(DOCUMENT SECTION)
--- BEGIN ---

Louisiana Public Service Commission
- Seal of Louisiana

Agency overview
- Formed: June 18, 1921
- Preceding agency: Railroad Commission of Louisiana;
- Type: Independent regulatory agency
- Jurisdiction: Louisiana
- Headquarters: Galvez Building Baton Rouge, Louisiana
- Annual budget: $10,242,843 (FY 2021)
- Agency executives: Mike Francis, Chairman; Craig Greene, Vice Chairman;
- Key document: Article IV, Section 21 of the Louisiana Constitution;
- Website: www.lpsc.louisiana.gov

= Louisiana Public Service Commission =

Independent regulatory agency of Louisiana

The Louisiana Public Service Commission (LPSC) is an independent regulatory agency which manages public utilities and motor carriers in Louisiana. The commission is established by Article IV, Section 21 of the 1921 Constitution of the State of Louisiana. It succeeded the Railroad Commission of Louisiana that was created by the 1898 Constitution. The commission has five elected members chosen in single-member districts for staggered six-year terms. Thus the commissioners have large constituencies (bigger, e.g., than Congressional districts), long terms (6 years), and close involvement with issues of intense consumer interest (such as electricity bills); consequently membership in LPSC has been known to serve as a springboard to even higher public office, as in the cases of Huey Long, Jimmie Davis, John McKeithen, and Kathleen Babineaux Blanco — LPSC members who became governors of Louisiana.

==Jurisdiction==
The LPSC is frequently in the news in Louisiana, largely because of its regulatory authority over investor-owned public utilities which offer electric, water, wastewater, natural gas, as well as telecommunication services. It also regulates electric member-owned cooperatives, including those whose members have voted to vest the commission with particular powers. The commission's authority does not extend within the city limits of New Orleans for electric retail services as that power is held by the city council. The LPSC also is not vested with some of its regulatory authority for those electric utilities which are municipally owned and have greater than 50 MW of load; those powers are held by the city councils for those governments, including the city of Lafayette, Louisiana. It regulates intrastate transportation, including passenger carrier services, waste haulers, household goods carriers, non-consensual towing, and intrastate pipelines. These issues are inseparable from often strongly held opinions by consumers and the regulated industries. One of LPSC'S most-popular actions was its implementation, on January 1, 2002, of the "Do Not Call" program, which prohibits telemarketers from telephoning people who request that they not receive such calls. The power of the LPSC was reduced by the Supreme Court in favor of the Federal Energy Regulatory Commission for determining electric generation costs in Entergy Louisiana, Inc. v. Louisiana Public Service Commission.

--- END ---

(EXERCISE A) In the Louisiana Public Service Commission article, on what date did the commission put its "Do Not Call" program into effect?
(EXERCISE B) Write a continuation of the Louisiana Public Service Commission article, starting after its last sentence.
The records that come next are separate material and have no connection to the Louisiana Public Service Commission article.

(Excerpts of location labeling records)
--- BEGIN ---

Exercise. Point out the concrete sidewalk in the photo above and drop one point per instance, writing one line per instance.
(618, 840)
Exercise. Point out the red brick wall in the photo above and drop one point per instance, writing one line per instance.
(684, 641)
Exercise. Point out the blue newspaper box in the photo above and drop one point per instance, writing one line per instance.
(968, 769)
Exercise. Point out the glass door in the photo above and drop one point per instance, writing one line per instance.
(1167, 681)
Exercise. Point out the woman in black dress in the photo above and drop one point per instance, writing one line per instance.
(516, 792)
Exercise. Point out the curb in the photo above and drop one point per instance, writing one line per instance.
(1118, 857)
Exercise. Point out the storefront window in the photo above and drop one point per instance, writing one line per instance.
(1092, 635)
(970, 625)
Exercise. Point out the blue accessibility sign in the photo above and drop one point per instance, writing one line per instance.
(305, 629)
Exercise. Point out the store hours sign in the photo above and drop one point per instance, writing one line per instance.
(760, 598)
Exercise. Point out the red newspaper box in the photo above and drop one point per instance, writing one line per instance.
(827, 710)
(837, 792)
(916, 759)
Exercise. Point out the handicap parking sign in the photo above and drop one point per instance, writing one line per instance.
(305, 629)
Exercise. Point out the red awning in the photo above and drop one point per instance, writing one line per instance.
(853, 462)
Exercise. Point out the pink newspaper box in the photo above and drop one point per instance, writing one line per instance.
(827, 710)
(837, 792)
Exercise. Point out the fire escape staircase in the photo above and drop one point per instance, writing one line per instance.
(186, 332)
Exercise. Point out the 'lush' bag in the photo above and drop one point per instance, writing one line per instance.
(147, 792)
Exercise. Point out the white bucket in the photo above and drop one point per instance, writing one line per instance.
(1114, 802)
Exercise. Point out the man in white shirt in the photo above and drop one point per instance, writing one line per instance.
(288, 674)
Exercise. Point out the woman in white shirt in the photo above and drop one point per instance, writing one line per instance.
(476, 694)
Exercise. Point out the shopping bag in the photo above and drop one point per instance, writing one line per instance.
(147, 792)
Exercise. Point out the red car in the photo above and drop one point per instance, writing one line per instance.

--- END ---

(EXERCISE OUTPUT A) January 1, 2002.

(EXERCISE OUTPUT B)
==History==
The commission was first established as the Railroad, Express, Telephone, Telegraph, Steamboat and Other Water Craft, and Sleeping Car Commission in the 1898 Constitution. As originally established, the Commission consisted of three members elected to staggered, six-year terms, each from a separate district. The districts, which were originally based in metropolitan New Orleans, southern Louisiana, and northern Louisiana, were not redrawn until 1972. Then, when the 1974 Constitution was adopted, the commission was expanded to five members, and districts were redrawn every decade to correspond with the federal census. The commission was renamed the Public Service Commission by the state's 1921 Constitution.

Members of Commission have frequently sought higher office, and often successfully. Four former members have been elected Governor: Huey Long in 1928, Jimmie Davis in 1944 and 1960, John McKeithen in 1964 and 1968, and Kathleen Blanco in 2003. In recent years, several Public Service Commissioners have unsuccessfully run for higher office: Foster Campbell ran for Governor in 2007 and the U.S. Senate in 2016, and Scott Angelle ran for Governor in 2015 and for Congress in 2016.

Democrats held a majority on the commission from the first elections in 1898 through 2008. In 2008, Democratic Commissioner Dale Sittig resigned to accept an appointment by Governor Bobby Jindal to serve as the executive director of the Louisiana Offshore Terminal Authority. Jindal appointed Pat Manuel to serve until a 2009 special election, which was won by former Republican Congressman Clyde C. Holloway, winning a Republican majority on the commission for the first time in its history.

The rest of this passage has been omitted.